What you need to do >> Write out all entries word for word.
[Opening Supplied data section]
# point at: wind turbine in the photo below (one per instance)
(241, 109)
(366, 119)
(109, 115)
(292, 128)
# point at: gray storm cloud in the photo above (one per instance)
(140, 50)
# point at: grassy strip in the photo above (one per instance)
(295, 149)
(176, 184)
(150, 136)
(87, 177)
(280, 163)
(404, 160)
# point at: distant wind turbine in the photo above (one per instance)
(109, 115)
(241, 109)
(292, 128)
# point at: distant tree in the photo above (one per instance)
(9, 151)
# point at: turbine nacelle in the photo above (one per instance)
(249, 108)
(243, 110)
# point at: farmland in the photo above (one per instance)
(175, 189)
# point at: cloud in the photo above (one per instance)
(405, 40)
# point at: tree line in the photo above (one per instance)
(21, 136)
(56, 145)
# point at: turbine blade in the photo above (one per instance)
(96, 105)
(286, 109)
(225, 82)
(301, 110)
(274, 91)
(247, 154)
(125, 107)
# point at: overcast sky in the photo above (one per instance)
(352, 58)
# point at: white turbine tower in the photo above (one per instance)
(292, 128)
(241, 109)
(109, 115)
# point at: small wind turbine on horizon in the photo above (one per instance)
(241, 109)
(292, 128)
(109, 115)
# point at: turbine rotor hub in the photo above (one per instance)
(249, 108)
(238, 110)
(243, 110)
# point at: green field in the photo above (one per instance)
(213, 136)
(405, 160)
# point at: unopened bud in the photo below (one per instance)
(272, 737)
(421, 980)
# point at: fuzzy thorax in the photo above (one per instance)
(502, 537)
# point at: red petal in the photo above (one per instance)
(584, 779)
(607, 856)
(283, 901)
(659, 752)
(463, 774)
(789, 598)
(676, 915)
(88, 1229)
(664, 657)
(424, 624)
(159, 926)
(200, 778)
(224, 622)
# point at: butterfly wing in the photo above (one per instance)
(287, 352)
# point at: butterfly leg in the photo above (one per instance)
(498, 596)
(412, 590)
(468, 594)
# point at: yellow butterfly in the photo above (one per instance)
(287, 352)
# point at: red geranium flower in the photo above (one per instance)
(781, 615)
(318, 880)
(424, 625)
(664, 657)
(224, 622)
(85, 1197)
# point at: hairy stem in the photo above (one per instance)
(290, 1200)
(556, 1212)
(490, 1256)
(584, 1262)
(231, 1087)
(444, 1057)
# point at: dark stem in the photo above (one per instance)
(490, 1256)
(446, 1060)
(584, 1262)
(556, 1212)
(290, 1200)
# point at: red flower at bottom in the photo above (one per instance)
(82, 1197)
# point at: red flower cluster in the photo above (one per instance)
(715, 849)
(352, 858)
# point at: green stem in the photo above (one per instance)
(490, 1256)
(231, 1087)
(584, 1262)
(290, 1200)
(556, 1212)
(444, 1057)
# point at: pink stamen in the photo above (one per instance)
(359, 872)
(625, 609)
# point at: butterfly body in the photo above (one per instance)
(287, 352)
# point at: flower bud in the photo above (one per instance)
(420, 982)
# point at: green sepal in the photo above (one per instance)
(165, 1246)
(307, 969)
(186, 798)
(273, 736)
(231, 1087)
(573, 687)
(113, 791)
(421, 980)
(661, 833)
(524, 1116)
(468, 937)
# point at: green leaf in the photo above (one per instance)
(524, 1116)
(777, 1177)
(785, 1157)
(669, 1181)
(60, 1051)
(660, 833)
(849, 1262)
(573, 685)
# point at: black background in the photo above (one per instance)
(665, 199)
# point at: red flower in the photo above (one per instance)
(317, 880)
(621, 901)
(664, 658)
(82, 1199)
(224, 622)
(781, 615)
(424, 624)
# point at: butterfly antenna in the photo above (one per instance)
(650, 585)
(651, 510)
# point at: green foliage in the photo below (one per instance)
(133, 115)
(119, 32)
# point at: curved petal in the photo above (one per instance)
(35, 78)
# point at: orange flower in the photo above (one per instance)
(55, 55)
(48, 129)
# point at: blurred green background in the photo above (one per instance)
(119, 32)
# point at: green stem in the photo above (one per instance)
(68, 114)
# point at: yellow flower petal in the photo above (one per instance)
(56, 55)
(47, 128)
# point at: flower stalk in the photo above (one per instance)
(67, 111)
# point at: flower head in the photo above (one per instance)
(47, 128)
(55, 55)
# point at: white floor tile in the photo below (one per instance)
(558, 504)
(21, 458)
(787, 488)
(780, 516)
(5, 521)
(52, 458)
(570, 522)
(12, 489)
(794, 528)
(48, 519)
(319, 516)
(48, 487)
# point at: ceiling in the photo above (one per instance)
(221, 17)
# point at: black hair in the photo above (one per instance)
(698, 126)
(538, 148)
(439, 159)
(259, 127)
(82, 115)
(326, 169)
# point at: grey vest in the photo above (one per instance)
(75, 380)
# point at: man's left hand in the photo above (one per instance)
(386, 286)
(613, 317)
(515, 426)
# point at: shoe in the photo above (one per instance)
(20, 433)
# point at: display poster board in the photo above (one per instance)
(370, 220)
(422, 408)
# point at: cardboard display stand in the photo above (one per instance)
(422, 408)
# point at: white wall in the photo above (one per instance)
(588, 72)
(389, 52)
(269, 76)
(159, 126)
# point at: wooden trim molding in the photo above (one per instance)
[Closing Supplied data section]
Exercise response >>
# point at: wind turbine in the photo below (one per instance)
(241, 109)
(366, 119)
(109, 115)
(292, 128)
# point at: gray storm cloud in the photo above (one per instance)
(140, 50)
# point at: grassy strip in the photo above (one per instance)
(295, 149)
(176, 184)
(150, 136)
(87, 177)
(280, 163)
(404, 160)
# point at: distant wind turbine in the photo above (one per instance)
(109, 115)
(241, 109)
(292, 128)
# point at: distant tree in the photo above (one per instance)
(9, 151)
# point at: turbine nacelle in the photo above (one per instance)
(249, 108)
(243, 110)
# point at: farmland in the photo above (one per instance)
(175, 189)
# point at: cloud in the photo above (one per instance)
(405, 40)
# point at: tree line in the photo above (one per instance)
(21, 136)
(56, 145)
# point at: turbine blade in the photo above (one per instance)
(96, 105)
(286, 109)
(225, 82)
(301, 110)
(274, 91)
(247, 154)
(125, 107)
# point at: overcast sky in the photo above (one per instance)
(352, 58)
# point at: white turbine tower in the photo above (one per instance)
(292, 128)
(241, 109)
(109, 115)
# point at: small wind turbine on horizon in the photo above (one per instance)
(241, 109)
(292, 128)
(109, 115)
# point at: turbine rotor hub in the photo above (one per instance)
(249, 108)
(238, 110)
(243, 110)
# point at: green field in the photo above (one per instance)
(213, 136)
(405, 160)
# point at: unopened bud in the photo below (one per instance)
(272, 737)
(421, 980)
# point at: fuzzy thorax in the photo above (one per instance)
(502, 537)
# point at: red petal in the photo above (one per instance)
(584, 779)
(607, 856)
(283, 901)
(659, 752)
(463, 774)
(789, 598)
(676, 915)
(88, 1229)
(664, 657)
(424, 624)
(159, 926)
(200, 778)
(224, 622)
# point at: butterfly wing in the photo above (one per instance)
(287, 352)
# point at: butterfly leg in the photo above (one per instance)
(498, 596)
(412, 590)
(468, 594)
# point at: yellow butterfly in the photo above (one per instance)
(287, 352)
# point at: red geranium flower in the photo above (one per instance)
(781, 615)
(318, 880)
(424, 625)
(664, 657)
(224, 622)
(85, 1197)
# point at: hairy stem in the photo above (one per instance)
(290, 1200)
(556, 1212)
(490, 1256)
(584, 1262)
(231, 1087)
(444, 1057)
# point at: dark stem in the photo above (one per instance)
(490, 1256)
(446, 1060)
(584, 1262)
(556, 1212)
(290, 1200)
# point at: red flower at bottom in the photo above (one per instance)
(82, 1197)
# point at: red flower cluster in the photo above (one per instance)
(715, 849)
(352, 858)
# point at: green stem in the photo above (one per instance)
(490, 1256)
(231, 1087)
(584, 1262)
(290, 1200)
(556, 1212)
(444, 1057)
# point at: pink stamen in the photo above (one per instance)
(359, 872)
(625, 609)
# point at: butterfly body in the photo above (one per instance)
(287, 352)
# point at: flower bud in the photo above (one per instance)
(420, 982)
# point at: green sepal in the photo above (one per instance)
(165, 1246)
(307, 969)
(186, 798)
(273, 736)
(231, 1087)
(573, 687)
(113, 791)
(421, 980)
(661, 833)
(524, 1116)
(468, 937)
# point at: green leaf in the photo above (one per instance)
(524, 1116)
(777, 1177)
(785, 1157)
(669, 1181)
(60, 1051)
(660, 833)
(849, 1262)
(573, 685)
# point at: black background in the photo above (one per instance)
(665, 199)
# point at: red flower in the photo above (one per instance)
(317, 880)
(621, 901)
(664, 658)
(82, 1199)
(224, 622)
(781, 615)
(424, 624)
# point at: butterfly antenna in the photo above (one per instance)
(650, 585)
(651, 510)
# point at: green foliage in the photo below (one per instance)
(133, 115)
(119, 32)
# point at: curved petal in the photo above (one per instance)
(35, 78)
# point at: orange flower in the photo above (one per instance)
(55, 55)
(48, 129)
# point at: blurred green background in the photo above (one per instance)
(119, 32)
# point at: green stem in the photo above (one per instance)
(68, 114)
# point at: yellow flower petal in the photo above (one per instance)
(56, 55)
(47, 128)
# point at: flower stalk in the photo above (one per instance)
(67, 111)
# point at: flower head in the photo above (one per instance)
(47, 128)
(55, 55)
# point at: white floor tile in the photo below (one per instance)
(558, 504)
(21, 458)
(787, 488)
(780, 516)
(5, 521)
(52, 458)
(570, 522)
(12, 489)
(794, 528)
(48, 519)
(319, 516)
(48, 487)
# point at: ceiling in the photo above (one per instance)
(221, 17)
# point at: black hair in the photo above (one per instance)
(698, 126)
(538, 148)
(439, 159)
(259, 127)
(82, 115)
(326, 169)
# point at: grey vest in the photo above (one per instance)
(75, 380)
# point at: man's left hand in the photo above (one per instance)
(386, 286)
(613, 317)
(515, 426)
# point at: shoe in the photo above (one per instance)
(20, 433)
# point at: display poster board in the photo above (one per instance)
(370, 220)
(422, 408)
# point at: cardboard display stand in the photo above (one per instance)
(422, 408)
# point at: white wall in the photo above (one per instance)
(588, 72)
(389, 52)
(269, 76)
(159, 126)
# point at: wooden trim molding in the photo above (one per instance)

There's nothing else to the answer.